→ DIRECTIONS FOR THIS TASK
Pull out every line of the records below that contains the word "thin", and copy each one in full.

→ RECORDED INFORMATION
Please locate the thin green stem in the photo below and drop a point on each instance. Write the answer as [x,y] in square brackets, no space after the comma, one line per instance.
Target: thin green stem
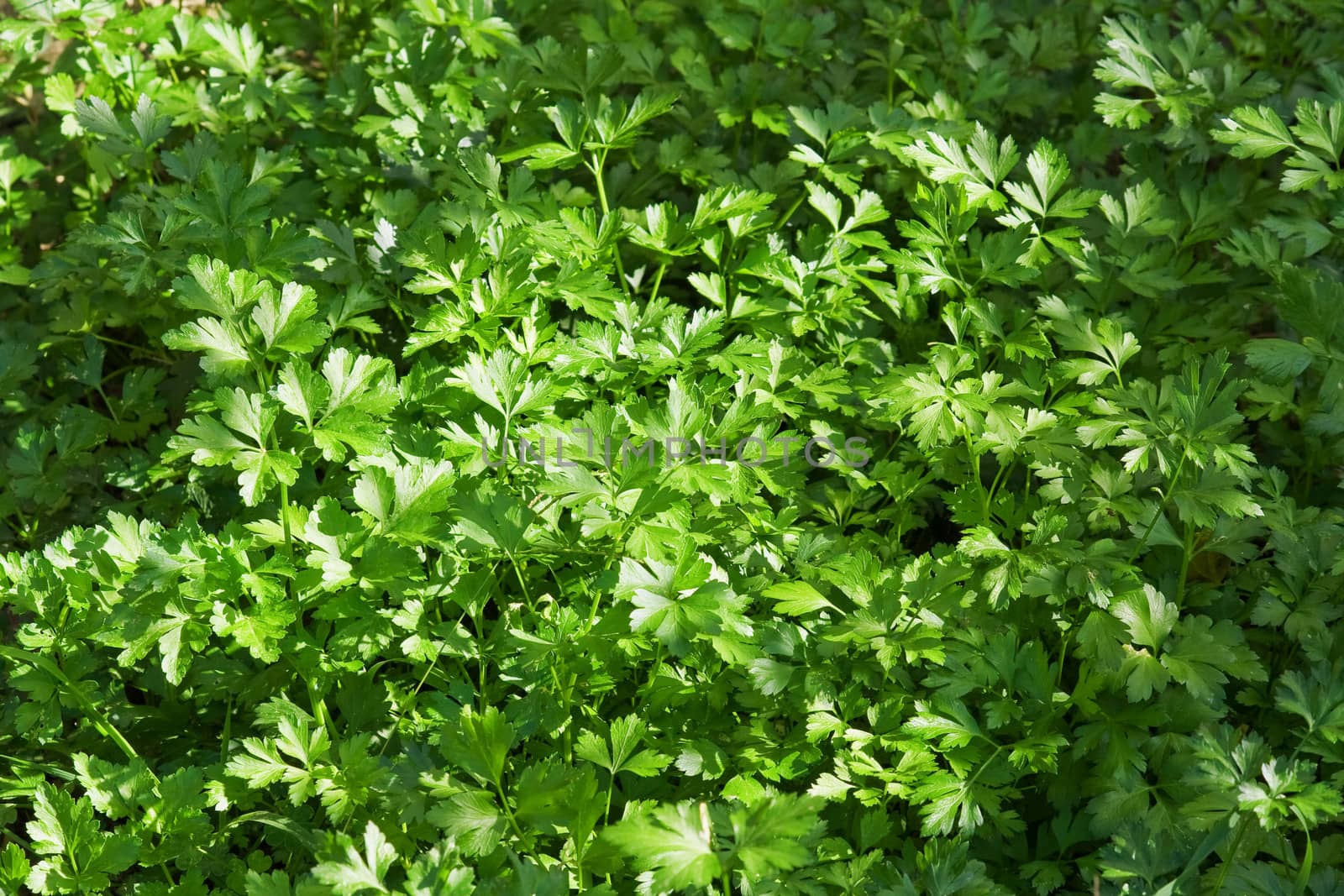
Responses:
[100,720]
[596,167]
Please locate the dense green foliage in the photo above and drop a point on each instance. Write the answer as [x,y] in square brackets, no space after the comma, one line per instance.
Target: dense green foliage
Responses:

* * *

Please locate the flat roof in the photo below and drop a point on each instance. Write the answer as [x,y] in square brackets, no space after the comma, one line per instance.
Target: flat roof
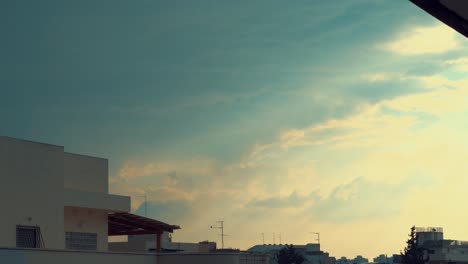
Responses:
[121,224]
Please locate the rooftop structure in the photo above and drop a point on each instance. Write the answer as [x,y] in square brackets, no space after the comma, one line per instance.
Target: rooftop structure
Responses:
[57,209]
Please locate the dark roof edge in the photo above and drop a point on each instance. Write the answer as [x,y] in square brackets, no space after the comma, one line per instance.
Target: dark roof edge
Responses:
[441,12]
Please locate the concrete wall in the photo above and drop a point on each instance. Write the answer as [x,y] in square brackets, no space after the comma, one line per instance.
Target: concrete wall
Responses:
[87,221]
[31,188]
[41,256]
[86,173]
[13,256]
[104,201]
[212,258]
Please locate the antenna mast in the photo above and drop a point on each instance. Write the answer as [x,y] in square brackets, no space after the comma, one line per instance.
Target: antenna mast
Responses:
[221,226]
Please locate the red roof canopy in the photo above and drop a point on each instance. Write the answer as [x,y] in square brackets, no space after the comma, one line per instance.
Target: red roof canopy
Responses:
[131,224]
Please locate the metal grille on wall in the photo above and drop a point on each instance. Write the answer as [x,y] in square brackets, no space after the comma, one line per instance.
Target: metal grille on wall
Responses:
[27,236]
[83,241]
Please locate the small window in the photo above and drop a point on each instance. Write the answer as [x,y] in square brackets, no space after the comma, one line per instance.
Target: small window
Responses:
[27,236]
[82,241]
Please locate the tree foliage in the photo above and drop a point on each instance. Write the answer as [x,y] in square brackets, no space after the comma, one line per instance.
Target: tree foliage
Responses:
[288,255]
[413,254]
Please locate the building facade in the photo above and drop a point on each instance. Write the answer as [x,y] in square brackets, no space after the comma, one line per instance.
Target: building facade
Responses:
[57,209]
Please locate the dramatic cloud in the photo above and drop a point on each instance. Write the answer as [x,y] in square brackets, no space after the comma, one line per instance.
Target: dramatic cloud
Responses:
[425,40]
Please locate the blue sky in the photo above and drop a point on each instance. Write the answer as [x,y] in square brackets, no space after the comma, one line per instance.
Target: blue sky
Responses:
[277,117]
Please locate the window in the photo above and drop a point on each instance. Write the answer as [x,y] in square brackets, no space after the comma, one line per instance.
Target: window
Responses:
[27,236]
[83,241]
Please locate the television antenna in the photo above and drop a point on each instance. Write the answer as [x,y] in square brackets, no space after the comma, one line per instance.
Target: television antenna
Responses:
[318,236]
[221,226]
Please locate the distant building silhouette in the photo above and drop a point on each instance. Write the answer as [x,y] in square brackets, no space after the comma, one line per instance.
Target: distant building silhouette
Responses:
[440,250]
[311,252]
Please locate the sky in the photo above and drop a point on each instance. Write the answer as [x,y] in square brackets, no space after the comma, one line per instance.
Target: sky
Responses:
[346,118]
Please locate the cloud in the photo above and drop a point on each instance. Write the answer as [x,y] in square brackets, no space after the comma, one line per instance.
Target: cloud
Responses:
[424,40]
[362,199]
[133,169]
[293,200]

→ SOLUTION BELOW
Please locate the thin green stem in the photo below and drop a point on each instance. Write the answer as [x,y] in square brackets, no space after the comma, one line per instance.
Target: thin green stem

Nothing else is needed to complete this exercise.